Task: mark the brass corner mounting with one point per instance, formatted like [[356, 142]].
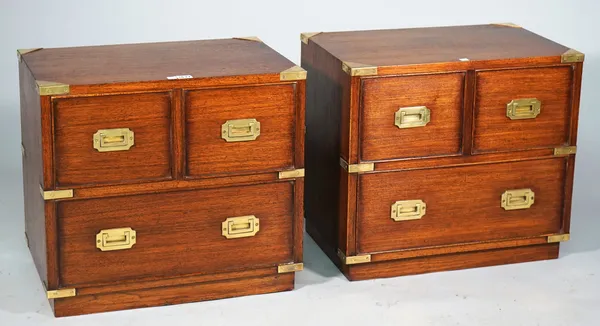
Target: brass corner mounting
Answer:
[[357, 168], [51, 88], [559, 238], [353, 260], [294, 73], [567, 150], [61, 293], [249, 38], [290, 268], [572, 56], [56, 194], [304, 37], [358, 69], [22, 52]]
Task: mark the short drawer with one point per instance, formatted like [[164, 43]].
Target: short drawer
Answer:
[[522, 109], [105, 139], [239, 130], [181, 233], [411, 116], [433, 207]]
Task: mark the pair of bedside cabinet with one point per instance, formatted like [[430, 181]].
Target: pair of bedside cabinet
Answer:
[[165, 173]]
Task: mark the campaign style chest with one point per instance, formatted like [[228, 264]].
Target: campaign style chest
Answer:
[[162, 173], [437, 149]]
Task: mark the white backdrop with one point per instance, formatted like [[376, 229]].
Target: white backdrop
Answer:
[[61, 23]]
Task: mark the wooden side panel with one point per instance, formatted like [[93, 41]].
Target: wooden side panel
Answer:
[[171, 295], [206, 110], [181, 236], [325, 87], [31, 140], [494, 131], [77, 119], [442, 94], [463, 204], [452, 262]]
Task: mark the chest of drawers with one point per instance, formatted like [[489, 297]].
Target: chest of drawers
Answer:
[[436, 149], [162, 173]]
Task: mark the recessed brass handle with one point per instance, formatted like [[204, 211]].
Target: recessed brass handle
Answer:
[[240, 130], [406, 210], [111, 140], [115, 239], [524, 108], [517, 199], [240, 227], [411, 117]]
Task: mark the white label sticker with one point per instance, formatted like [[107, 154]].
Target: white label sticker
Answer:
[[180, 77]]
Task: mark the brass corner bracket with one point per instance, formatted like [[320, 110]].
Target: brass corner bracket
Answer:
[[572, 56], [298, 173], [507, 25], [567, 150], [249, 38], [51, 88], [56, 194], [304, 37], [290, 268], [358, 69], [356, 168], [61, 293], [22, 52], [353, 260], [294, 73], [559, 238]]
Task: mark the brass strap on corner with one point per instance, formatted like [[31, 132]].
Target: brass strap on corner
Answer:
[[353, 260], [290, 268], [357, 168], [61, 293]]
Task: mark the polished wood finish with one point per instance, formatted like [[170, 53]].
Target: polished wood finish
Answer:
[[494, 131], [463, 204], [180, 254], [207, 110], [382, 97], [76, 120], [459, 164]]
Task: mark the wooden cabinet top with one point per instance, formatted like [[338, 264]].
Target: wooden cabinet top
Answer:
[[153, 61], [414, 46]]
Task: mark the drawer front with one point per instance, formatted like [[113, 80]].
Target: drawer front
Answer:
[[522, 109], [181, 233], [411, 116], [457, 205], [239, 130], [103, 139]]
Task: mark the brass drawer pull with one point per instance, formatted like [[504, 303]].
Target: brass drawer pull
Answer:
[[240, 130], [115, 239], [240, 227], [406, 210], [517, 199], [524, 108], [411, 117], [111, 140]]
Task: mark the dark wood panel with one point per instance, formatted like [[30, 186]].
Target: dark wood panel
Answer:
[[77, 119], [414, 46], [494, 131], [207, 110], [463, 204], [181, 236], [127, 63], [172, 295], [442, 94], [452, 262]]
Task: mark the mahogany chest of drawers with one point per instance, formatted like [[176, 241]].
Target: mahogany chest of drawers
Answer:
[[437, 149], [162, 173]]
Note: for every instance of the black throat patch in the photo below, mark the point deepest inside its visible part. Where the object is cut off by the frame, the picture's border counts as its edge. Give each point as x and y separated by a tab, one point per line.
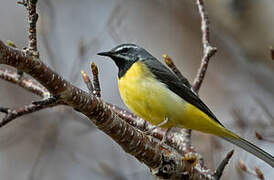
124	67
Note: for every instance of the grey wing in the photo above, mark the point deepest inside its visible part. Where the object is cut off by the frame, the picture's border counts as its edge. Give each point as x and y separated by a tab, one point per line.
177	86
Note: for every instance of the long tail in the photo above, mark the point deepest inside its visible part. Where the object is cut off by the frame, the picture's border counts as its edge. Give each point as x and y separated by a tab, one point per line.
252	149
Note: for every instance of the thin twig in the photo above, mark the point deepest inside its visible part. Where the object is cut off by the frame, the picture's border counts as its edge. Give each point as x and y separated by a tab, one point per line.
12	114
32	18
262	138
256	173
272	53
169	62
25	82
219	171
208	50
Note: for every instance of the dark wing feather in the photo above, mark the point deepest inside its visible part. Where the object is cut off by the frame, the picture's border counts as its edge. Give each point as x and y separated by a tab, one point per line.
183	90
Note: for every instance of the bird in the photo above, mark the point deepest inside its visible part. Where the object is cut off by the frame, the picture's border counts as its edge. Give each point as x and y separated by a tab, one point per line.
153	92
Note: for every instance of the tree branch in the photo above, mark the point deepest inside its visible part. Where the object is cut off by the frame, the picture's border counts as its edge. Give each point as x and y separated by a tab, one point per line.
208	50
173	160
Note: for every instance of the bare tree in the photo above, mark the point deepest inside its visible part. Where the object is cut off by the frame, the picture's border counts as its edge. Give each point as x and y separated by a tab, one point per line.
177	159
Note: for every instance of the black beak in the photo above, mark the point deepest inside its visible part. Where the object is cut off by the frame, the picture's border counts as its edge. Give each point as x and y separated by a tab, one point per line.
108	54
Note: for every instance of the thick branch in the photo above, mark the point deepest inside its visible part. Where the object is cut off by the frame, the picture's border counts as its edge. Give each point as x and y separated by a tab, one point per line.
163	161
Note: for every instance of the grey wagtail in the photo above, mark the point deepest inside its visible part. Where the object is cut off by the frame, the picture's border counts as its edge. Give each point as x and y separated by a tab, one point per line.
155	93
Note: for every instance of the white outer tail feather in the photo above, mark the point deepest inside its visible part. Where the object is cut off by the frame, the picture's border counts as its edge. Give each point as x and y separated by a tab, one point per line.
249	147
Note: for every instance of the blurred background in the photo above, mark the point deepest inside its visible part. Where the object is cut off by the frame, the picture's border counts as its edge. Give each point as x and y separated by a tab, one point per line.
62	144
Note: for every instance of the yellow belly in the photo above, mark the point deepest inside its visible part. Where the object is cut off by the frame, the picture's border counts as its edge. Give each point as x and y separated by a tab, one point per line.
153	101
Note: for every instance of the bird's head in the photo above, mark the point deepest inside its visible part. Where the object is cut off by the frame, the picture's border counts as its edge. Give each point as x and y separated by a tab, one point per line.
125	55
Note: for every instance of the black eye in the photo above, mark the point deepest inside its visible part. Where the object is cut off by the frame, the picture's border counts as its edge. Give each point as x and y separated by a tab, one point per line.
124	50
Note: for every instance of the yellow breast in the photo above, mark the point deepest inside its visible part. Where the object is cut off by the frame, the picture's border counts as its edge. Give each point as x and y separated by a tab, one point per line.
153	101
149	98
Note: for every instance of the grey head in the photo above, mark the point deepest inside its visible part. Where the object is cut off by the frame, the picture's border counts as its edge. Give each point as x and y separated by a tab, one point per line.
125	55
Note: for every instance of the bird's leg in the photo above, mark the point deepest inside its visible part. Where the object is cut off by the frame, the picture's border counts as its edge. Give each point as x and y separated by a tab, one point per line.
165	136
148	132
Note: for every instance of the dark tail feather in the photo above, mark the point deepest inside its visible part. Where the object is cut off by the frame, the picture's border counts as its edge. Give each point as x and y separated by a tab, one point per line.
252	149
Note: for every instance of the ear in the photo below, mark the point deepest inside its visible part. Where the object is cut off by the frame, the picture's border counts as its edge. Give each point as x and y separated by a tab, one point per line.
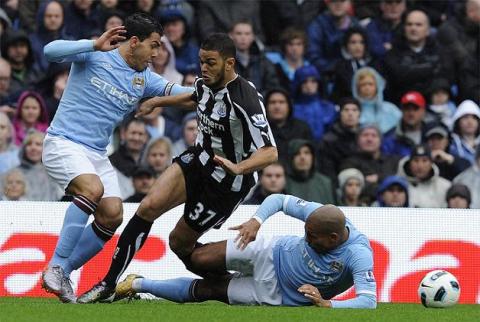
229	64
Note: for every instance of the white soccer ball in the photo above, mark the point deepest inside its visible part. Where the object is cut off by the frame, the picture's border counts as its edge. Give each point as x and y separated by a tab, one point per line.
439	288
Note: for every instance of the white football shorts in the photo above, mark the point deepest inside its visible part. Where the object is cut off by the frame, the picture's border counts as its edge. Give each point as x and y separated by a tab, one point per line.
65	160
257	284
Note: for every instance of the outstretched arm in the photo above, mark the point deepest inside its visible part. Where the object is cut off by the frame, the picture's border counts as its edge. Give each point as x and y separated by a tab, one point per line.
70	50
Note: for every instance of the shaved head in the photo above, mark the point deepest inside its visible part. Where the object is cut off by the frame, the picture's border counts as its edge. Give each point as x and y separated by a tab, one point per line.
326	220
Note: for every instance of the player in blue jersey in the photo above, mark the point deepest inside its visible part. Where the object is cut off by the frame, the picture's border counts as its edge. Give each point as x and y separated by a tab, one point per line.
287	270
108	77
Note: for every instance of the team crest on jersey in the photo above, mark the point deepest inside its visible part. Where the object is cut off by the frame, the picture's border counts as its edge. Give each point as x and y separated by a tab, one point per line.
369	276
138	82
336	266
187	158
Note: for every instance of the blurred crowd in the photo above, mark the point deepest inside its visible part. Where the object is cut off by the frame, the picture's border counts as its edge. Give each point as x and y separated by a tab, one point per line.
371	103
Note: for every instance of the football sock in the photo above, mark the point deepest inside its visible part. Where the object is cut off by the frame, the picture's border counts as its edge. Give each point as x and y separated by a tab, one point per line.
131	240
177	290
91	242
76	217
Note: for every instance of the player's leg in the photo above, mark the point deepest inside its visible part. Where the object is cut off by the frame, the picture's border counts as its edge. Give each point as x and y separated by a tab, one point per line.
167	193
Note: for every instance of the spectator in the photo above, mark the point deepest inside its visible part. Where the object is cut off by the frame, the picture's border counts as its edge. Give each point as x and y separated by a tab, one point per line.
277	15
319	114
339	142
415	58
441	108
143	179
355	55
459	37
438	140
382	30
427	189
14	186
7	99
134	137
459	196
272	180
303	180
411	129
251	62
350	185
53	85
293	44
466	130
49	28
217	16
80	19
369	159
8	150
189	134
392	192
471	178
177	31
367	87
40	186
284	126
31	114
164	63
325	34
158	155
17	50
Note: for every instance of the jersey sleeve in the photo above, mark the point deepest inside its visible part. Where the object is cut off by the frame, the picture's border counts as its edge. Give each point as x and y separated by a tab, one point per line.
159	86
290	205
64	51
250	107
363	279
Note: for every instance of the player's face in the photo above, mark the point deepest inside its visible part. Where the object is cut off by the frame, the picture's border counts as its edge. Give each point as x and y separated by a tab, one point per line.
158	158
394	196
277	108
214	67
144	51
53	17
31	110
34	149
273	179
420	167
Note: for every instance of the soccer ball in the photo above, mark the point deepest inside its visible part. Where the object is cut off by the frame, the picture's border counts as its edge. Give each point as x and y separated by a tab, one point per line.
439	288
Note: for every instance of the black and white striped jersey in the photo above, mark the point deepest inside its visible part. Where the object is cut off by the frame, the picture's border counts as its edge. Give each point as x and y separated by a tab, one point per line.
232	123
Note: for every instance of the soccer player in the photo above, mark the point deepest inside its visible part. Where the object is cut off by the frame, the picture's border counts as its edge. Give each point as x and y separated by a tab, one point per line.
287	270
212	177
108	77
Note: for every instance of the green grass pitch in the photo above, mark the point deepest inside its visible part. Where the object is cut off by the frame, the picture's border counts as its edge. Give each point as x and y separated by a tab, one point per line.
50	310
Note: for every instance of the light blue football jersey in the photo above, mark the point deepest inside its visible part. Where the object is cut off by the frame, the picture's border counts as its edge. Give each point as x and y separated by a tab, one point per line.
296	263
101	90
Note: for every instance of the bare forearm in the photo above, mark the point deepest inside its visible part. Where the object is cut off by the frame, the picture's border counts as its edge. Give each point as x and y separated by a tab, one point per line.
259	160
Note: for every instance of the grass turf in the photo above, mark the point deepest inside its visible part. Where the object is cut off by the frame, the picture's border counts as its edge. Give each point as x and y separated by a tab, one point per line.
50	310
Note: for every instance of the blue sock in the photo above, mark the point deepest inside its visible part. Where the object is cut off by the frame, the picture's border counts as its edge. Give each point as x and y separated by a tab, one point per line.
73	226
176	290
87	247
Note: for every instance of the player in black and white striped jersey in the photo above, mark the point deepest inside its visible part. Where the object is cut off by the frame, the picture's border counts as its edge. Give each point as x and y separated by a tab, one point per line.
214	176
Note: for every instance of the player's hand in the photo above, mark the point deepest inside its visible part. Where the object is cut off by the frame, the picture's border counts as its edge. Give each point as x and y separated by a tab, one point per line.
146	108
228	165
312	293
110	39
247	232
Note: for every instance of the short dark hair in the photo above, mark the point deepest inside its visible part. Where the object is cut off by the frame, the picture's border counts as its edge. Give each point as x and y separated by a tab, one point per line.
220	42
142	26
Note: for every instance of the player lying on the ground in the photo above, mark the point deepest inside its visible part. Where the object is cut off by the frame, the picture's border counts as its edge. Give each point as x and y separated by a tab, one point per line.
286	270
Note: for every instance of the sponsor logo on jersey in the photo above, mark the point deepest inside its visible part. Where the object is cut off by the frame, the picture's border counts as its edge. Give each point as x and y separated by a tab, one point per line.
369	276
187	158
259	121
138	82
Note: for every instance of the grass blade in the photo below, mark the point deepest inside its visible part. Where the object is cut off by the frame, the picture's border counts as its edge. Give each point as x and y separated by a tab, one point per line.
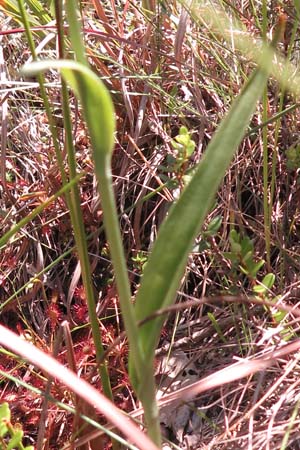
167	261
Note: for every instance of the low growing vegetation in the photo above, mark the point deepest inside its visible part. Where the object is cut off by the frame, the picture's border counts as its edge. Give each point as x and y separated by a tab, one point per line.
149	207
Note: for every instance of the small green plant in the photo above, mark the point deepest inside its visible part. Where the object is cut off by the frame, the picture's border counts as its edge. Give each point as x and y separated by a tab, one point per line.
177	163
11	436
166	264
140	261
242	255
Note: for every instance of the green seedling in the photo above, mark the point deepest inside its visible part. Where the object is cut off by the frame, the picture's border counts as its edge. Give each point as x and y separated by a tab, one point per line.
242	255
11	436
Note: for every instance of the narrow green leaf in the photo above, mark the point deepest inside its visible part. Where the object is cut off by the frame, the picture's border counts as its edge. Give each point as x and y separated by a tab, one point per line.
168	258
95	99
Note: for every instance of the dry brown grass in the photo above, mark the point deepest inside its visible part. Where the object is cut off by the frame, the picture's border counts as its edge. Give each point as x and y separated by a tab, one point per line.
162	74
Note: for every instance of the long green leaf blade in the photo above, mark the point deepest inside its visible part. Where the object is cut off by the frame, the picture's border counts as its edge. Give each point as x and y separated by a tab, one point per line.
169	255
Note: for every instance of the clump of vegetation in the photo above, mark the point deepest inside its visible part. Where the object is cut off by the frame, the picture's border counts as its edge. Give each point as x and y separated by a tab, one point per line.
148	204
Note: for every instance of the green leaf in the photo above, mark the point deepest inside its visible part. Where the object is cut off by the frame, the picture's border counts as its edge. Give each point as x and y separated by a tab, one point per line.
95	99
15	440
269	280
4	418
213	226
167	261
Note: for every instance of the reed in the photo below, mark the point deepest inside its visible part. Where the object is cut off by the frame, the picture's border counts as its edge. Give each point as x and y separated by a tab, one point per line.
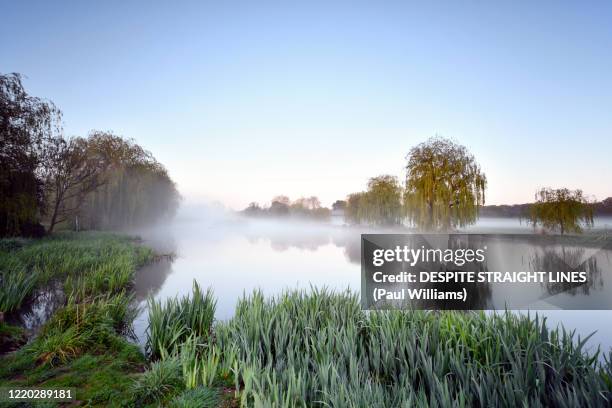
174	321
320	349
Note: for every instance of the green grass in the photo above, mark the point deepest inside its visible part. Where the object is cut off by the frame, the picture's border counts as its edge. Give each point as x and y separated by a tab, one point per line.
175	320
298	349
89	263
320	349
82	344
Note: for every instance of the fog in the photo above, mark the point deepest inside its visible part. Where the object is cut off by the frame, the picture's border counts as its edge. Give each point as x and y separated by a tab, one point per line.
235	255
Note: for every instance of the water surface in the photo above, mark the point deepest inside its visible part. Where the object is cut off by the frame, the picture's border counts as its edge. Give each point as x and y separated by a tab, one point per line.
236	255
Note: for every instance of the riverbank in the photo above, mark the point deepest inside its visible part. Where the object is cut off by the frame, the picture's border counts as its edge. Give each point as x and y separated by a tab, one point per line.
299	348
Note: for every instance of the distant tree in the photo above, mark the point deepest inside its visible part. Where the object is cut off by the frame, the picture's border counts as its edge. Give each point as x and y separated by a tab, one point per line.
384	200
253	209
356	208
73	170
137	190
281	199
339	205
605	207
279	207
561	209
27	124
381	204
444	185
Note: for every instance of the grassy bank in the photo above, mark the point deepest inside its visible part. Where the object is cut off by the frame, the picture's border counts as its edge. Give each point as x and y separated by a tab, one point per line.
321	349
315	348
82	345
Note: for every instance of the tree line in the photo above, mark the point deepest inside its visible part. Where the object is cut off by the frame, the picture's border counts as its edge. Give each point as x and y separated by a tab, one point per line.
49	181
282	206
445	188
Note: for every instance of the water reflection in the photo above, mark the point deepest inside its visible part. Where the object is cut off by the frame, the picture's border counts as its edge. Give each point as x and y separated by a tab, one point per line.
235	256
571	260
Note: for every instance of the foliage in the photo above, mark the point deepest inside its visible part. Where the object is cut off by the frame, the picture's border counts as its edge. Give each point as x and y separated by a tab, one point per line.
82	344
201	397
90	264
162	379
136	188
281	206
74	170
174	321
561	209
321	349
27	124
381	204
15	284
444	185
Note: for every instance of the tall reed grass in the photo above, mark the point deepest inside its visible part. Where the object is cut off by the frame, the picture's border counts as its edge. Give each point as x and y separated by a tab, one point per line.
175	320
320	349
89	263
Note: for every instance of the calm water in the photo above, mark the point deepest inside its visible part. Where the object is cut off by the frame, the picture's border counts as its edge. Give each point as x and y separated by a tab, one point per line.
235	256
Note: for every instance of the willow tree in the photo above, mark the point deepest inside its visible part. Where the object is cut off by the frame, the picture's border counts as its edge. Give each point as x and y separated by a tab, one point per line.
561	209
27	123
381	204
444	185
135	189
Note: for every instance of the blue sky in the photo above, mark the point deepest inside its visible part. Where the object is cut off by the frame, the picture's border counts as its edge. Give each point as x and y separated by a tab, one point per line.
246	100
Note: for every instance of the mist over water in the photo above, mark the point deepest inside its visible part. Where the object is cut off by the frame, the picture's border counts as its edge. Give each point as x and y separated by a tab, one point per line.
236	255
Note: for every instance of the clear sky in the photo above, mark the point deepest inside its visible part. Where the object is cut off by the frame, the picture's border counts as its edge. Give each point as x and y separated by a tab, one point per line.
246	100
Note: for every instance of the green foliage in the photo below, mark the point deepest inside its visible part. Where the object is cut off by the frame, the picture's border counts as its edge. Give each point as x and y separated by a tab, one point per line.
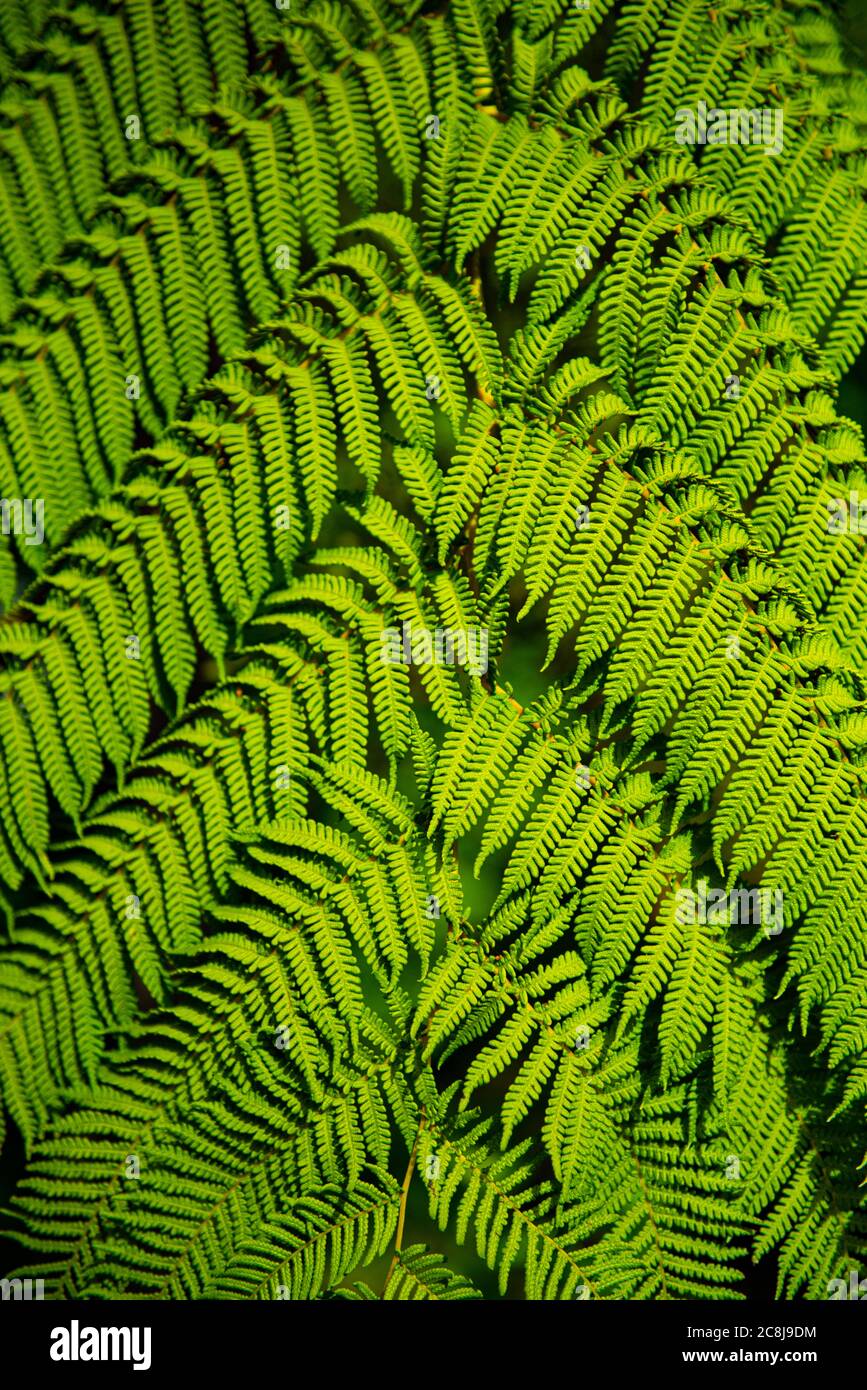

### What you should do
Reproduce everything from the line containing "Task: mark the chest" down to the line containing "227], [411, 117]]", both ends included, with the requests left unchanged. In the answers, multiply every point coordinate by 0.95 and round it to a whole number, with halves rounded up. Leave the numbers in the requests and their format samples as they are.

### Output for this exercise
Task: mark the chest of drawers with one point per instance, formatted like [[489, 297]].
Target: chest of drawers
Answer:
[[414, 142], [154, 164]]
Task: mark the recessed brass handle with one point per instance, formatted like [[204, 211]].
Target: recessed brass handle
Answer:
[[228, 124], [386, 200], [105, 133], [109, 227], [498, 103], [491, 189], [228, 216], [390, 111]]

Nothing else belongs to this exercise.